EXERCISE REQUIREMENTS: Format every line of the data below as a JSON list of strings, one string per line, and leave out blank lines.

EXCERPTED DATA:
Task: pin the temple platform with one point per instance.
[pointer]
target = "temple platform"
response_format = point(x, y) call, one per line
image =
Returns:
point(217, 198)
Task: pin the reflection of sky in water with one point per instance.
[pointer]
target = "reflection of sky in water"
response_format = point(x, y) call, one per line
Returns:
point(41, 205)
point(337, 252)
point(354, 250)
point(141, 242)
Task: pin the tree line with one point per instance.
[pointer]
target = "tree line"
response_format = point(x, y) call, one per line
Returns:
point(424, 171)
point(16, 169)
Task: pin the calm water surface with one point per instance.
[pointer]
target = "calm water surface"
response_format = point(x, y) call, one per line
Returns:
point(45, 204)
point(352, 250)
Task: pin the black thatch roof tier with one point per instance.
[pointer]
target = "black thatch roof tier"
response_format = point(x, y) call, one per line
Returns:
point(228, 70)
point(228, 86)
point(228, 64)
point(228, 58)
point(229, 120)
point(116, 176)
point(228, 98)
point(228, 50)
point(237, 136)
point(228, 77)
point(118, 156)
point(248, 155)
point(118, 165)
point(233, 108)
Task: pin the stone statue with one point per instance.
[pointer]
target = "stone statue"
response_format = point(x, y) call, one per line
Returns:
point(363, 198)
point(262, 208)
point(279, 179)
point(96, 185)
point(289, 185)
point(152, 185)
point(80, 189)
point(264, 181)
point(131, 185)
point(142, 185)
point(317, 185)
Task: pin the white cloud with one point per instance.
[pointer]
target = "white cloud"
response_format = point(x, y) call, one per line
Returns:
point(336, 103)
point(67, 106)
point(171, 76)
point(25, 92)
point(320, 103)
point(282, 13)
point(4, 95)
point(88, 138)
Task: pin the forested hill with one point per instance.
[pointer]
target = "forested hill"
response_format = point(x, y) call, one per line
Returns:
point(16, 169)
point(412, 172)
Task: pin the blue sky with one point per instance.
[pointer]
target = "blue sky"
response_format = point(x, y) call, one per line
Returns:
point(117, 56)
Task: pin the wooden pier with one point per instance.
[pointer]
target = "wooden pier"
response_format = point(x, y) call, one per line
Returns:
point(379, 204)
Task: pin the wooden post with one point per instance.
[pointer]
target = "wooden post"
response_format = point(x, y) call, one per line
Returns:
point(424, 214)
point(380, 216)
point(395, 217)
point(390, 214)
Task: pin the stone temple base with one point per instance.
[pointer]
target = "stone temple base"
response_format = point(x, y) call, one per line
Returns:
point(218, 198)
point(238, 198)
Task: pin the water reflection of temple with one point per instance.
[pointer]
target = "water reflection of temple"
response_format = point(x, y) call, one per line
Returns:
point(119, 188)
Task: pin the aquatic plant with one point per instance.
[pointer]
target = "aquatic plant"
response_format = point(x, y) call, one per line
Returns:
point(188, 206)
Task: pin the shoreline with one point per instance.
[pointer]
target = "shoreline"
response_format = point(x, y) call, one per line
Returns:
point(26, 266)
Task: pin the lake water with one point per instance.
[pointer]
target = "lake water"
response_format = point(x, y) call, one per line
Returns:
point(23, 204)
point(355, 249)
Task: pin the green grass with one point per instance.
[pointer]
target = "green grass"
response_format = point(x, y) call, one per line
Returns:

COMPLETE OUTPUT:
[
  "Task: pin the temple platform with one point per instance.",
  "[pointer]",
  "target = \"temple platform\"",
  "response_format = point(x, y) call, one per line",
  "image =",
  "Returns:",
  "point(217, 198)",
  "Task: pin the reflection of sky in water with one point per instance.",
  "[pointer]",
  "target = \"reflection of sky in water\"",
  "response_format = point(x, y) call, one per line",
  "Returns:",
  "point(41, 205)",
  "point(337, 252)",
  "point(354, 250)",
  "point(141, 242)",
  "Task: pin the tree line with one point per instance.",
  "[pointer]",
  "target = \"tree line\"",
  "response_format = point(x, y) call, one per line",
  "Returns:",
  "point(424, 171)",
  "point(16, 169)",
  "Task: pin the calm water surface with one point per instance.",
  "[pointer]",
  "target = \"calm water surface\"",
  "response_format = point(x, y) call, one per line",
  "Returns:",
  "point(45, 204)",
  "point(352, 250)",
  "Task: pin the black thatch roof tier with one point per instance.",
  "[pointer]",
  "target = \"black thatch roof tier\"",
  "response_format = point(x, y) call, one per line",
  "Returns:",
  "point(228, 70)",
  "point(228, 86)",
  "point(228, 64)",
  "point(228, 58)",
  "point(229, 120)",
  "point(116, 176)",
  "point(228, 98)",
  "point(228, 50)",
  "point(237, 136)",
  "point(228, 77)",
  "point(118, 156)",
  "point(248, 155)",
  "point(118, 165)",
  "point(233, 108)",
  "Task: pin the stone statue with one point per instance.",
  "[pointer]",
  "target = \"stone statue\"",
  "response_format = point(x, y) call, one per line",
  "Returns:",
  "point(363, 198)",
  "point(262, 208)",
  "point(279, 179)",
  "point(96, 185)",
  "point(289, 185)",
  "point(152, 185)",
  "point(80, 189)",
  "point(264, 181)",
  "point(131, 185)",
  "point(142, 185)",
  "point(317, 185)",
  "Task: pin the white cloud with one point per instance.",
  "[pointer]",
  "target = \"white cloud\"",
  "response_format = point(x, y) call, one per line",
  "Returns:",
  "point(336, 103)",
  "point(67, 106)",
  "point(171, 76)",
  "point(25, 92)",
  "point(320, 103)",
  "point(282, 13)",
  "point(4, 95)",
  "point(88, 138)",
  "Task: pin the forested hill with one point per instance.",
  "[pointer]",
  "target = \"forested hill\"",
  "response_format = point(x, y) call, one per line",
  "Returns:",
  "point(16, 169)",
  "point(412, 172)",
  "Task: pin the blue sky with one point per instance.",
  "[pointer]",
  "target = \"blue sky\"",
  "response_format = point(x, y) call, one per line",
  "Returns:",
  "point(117, 56)",
  "Task: pin the wooden pier with one point per instance.",
  "[pointer]",
  "target = \"wooden pier\"",
  "response_format = point(x, y) call, one per line",
  "Returns:",
  "point(379, 204)",
  "Task: pin the wooden post with one point per instance.",
  "[pointer]",
  "target = \"wooden post\"",
  "response_format = point(x, y) call, one per line",
  "Returns:",
  "point(424, 214)",
  "point(380, 216)",
  "point(395, 217)",
  "point(390, 214)",
  "Task: pin the stone temple base with one point per instance.",
  "[pointer]",
  "target = \"stone temple base\"",
  "response_format = point(x, y) call, one per line",
  "Returns:",
  "point(218, 198)",
  "point(238, 198)",
  "Task: pin the water reflection of temple with one point per instance.",
  "[pointer]",
  "target = \"water reflection of temple\"",
  "response_format = point(x, y) call, one per line",
  "Returns:",
  "point(119, 188)",
  "Task: pin the aquatic plant with one point per instance.",
  "[pointer]",
  "target = \"aquatic plant\"",
  "response_format = point(x, y) call, one per line",
  "Returns:",
  "point(188, 206)",
  "Task: pin the shoreline with one point per instance.",
  "[pointer]",
  "target = \"shoreline\"",
  "response_format = point(x, y) call, one per line",
  "Returns:",
  "point(26, 266)",
  "Task: pin the lake water with one point per instance.",
  "[pointer]",
  "target = \"lake water\"",
  "response_format = point(x, y) call, one per line",
  "Returns:",
  "point(23, 204)",
  "point(355, 249)",
  "Task: pin the green grass with one point per instance.",
  "[pointer]",
  "target = \"green grass\"",
  "response_format = point(x, y) call, one per line",
  "Returns:"
]